Task goal: Duplicate the lines below without change, covering the stretch from the start of the records through the line containing "(106, 63), (127, 78)".

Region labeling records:
********

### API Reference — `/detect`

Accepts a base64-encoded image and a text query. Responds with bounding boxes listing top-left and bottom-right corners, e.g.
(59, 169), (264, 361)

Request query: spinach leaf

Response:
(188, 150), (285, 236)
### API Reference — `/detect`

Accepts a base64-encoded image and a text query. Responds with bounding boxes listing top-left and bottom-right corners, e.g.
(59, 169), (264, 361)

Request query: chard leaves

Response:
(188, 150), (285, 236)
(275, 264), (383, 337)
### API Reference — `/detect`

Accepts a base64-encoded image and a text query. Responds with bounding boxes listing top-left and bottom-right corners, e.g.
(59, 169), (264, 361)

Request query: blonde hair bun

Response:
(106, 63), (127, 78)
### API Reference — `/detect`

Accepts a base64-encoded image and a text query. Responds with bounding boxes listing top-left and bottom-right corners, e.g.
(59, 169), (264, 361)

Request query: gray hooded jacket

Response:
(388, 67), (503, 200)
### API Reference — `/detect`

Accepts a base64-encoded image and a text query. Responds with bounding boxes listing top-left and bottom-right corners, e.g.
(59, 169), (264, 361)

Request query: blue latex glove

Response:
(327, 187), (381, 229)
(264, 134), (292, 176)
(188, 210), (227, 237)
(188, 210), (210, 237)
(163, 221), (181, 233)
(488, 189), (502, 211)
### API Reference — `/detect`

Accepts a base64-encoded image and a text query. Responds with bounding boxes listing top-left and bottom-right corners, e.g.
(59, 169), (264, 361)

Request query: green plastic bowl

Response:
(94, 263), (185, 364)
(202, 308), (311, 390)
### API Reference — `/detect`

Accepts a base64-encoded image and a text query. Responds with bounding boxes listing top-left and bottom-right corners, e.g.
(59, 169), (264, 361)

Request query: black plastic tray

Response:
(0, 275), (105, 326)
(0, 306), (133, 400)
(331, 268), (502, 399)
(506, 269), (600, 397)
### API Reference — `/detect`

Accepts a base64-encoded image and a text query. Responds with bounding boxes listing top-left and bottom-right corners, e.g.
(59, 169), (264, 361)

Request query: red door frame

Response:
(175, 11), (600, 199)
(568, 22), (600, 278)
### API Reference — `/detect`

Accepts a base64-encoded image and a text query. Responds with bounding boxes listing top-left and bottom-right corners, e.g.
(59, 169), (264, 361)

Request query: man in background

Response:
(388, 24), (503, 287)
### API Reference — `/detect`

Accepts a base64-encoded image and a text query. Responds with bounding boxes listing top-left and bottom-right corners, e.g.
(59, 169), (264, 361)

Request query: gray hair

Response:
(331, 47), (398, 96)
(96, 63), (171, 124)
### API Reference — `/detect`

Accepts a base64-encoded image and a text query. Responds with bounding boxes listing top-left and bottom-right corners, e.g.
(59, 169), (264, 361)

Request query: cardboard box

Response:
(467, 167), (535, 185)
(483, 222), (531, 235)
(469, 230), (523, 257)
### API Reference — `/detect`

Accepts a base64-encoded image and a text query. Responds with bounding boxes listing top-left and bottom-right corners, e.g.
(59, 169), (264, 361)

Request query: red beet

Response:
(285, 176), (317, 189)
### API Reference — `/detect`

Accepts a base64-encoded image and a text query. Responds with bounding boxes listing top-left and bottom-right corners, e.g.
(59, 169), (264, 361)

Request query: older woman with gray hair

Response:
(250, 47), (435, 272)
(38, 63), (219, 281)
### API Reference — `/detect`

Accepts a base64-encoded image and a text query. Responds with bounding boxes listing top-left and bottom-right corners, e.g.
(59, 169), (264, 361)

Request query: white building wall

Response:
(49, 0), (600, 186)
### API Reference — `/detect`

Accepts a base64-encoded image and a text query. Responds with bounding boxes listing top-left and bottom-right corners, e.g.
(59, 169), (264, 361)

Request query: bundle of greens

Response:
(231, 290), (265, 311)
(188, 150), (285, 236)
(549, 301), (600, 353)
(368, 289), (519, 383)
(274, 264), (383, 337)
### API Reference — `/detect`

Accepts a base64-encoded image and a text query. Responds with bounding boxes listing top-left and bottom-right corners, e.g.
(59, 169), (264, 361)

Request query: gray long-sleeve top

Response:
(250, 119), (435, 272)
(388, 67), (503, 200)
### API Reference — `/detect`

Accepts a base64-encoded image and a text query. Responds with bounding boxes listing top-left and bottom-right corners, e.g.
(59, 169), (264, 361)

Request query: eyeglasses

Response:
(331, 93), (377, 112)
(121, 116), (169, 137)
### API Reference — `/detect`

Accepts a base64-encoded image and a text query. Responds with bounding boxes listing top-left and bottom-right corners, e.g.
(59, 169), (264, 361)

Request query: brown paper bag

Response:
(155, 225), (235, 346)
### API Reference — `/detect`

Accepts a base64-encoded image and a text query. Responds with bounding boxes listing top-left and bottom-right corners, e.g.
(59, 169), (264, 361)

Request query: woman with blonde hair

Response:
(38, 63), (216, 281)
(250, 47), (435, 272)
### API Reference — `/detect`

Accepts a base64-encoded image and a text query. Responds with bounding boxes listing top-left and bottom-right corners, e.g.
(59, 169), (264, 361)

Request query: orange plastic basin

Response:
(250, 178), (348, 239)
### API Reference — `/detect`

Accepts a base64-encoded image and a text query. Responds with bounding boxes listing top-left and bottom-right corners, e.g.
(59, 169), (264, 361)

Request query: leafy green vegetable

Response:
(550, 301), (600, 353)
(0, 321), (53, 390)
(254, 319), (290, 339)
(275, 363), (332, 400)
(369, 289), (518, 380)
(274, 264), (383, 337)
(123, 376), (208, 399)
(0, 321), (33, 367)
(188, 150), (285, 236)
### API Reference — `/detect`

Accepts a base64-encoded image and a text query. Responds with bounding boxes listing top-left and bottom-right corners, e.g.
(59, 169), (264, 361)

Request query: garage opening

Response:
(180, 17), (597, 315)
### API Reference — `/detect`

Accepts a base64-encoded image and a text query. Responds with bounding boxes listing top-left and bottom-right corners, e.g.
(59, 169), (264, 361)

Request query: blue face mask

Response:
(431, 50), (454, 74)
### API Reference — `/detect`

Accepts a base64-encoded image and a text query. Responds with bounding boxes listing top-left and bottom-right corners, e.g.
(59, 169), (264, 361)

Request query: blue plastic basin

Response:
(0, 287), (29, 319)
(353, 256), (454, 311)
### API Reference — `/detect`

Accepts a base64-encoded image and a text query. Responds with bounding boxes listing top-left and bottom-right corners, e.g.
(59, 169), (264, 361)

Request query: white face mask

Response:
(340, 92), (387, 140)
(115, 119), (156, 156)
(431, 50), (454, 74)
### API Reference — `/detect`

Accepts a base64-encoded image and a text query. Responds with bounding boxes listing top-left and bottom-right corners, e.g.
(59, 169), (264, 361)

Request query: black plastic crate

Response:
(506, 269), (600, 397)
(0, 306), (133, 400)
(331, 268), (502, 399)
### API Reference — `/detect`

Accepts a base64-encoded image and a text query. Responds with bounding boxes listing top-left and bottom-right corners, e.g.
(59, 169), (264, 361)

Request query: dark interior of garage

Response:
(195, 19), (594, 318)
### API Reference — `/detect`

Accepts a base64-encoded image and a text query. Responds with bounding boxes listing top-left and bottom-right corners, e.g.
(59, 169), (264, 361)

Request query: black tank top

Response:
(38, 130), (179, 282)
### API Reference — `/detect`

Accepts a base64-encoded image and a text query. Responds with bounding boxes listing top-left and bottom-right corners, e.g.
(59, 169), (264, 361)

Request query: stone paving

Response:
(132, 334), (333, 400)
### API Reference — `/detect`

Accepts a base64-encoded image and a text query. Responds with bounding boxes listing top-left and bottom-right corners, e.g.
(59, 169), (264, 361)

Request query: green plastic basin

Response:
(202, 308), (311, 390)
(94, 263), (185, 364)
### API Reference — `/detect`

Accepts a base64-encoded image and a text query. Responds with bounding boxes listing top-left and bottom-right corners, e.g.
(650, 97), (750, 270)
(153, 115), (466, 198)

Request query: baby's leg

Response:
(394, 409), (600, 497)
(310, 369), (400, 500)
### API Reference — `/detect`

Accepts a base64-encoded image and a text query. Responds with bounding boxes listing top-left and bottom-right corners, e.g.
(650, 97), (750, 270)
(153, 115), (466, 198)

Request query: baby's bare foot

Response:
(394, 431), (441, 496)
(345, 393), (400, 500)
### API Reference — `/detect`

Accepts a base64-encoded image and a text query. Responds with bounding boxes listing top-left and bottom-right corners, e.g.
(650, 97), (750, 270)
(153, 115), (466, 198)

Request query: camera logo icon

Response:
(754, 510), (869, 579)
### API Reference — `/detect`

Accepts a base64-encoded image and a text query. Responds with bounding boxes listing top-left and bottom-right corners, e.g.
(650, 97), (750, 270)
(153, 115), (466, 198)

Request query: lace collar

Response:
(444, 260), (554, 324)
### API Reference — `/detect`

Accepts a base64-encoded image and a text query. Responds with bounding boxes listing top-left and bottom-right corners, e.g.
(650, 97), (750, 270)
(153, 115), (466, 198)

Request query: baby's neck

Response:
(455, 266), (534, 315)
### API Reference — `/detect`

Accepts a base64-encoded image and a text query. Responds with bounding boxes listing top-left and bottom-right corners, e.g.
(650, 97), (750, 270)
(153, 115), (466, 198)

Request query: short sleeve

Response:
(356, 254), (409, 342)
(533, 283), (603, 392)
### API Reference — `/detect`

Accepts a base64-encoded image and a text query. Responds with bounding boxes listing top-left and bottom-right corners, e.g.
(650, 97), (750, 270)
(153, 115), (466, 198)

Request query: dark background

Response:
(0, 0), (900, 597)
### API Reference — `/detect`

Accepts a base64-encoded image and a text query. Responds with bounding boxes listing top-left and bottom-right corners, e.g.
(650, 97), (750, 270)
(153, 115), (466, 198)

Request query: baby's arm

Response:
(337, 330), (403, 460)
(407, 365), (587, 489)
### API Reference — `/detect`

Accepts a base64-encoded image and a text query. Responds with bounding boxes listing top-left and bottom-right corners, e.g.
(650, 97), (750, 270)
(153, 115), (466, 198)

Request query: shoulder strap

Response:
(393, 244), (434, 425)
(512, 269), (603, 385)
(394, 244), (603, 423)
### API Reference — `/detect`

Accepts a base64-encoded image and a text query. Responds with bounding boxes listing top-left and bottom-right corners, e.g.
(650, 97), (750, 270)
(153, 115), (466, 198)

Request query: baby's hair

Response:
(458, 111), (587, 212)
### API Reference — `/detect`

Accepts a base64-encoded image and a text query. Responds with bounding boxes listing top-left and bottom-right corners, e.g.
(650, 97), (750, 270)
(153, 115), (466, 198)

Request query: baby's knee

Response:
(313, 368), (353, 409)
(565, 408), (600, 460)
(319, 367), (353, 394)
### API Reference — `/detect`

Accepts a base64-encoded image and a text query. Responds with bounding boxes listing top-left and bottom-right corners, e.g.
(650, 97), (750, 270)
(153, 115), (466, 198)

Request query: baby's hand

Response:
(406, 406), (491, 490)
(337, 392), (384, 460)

********

In response:
### API Reference — `/detect`

Accepts a base64-encoded image and a text query. Responds with bounding boxes listing top-left and bottom-right corners, e.g.
(59, 169), (264, 361)

Request query: spinach leaf

Response:
(188, 150), (285, 236)
### API Reference — `/detect`

Accepts a base64-encoded image and a text query. Responds with bounding boxes listing top-left and bottom-right corners, e.g.
(59, 169), (264, 361)

Request query: chard leaves

Response:
(188, 150), (285, 236)
(275, 264), (383, 337)
### API Reference — `/detect`

Accepts a base64-encoded image and a text query. Responds with bounding boxes listing top-left and bottom-right corners, e.g.
(59, 169), (264, 361)

Request query: blonde hair bun

Response:
(106, 63), (127, 78)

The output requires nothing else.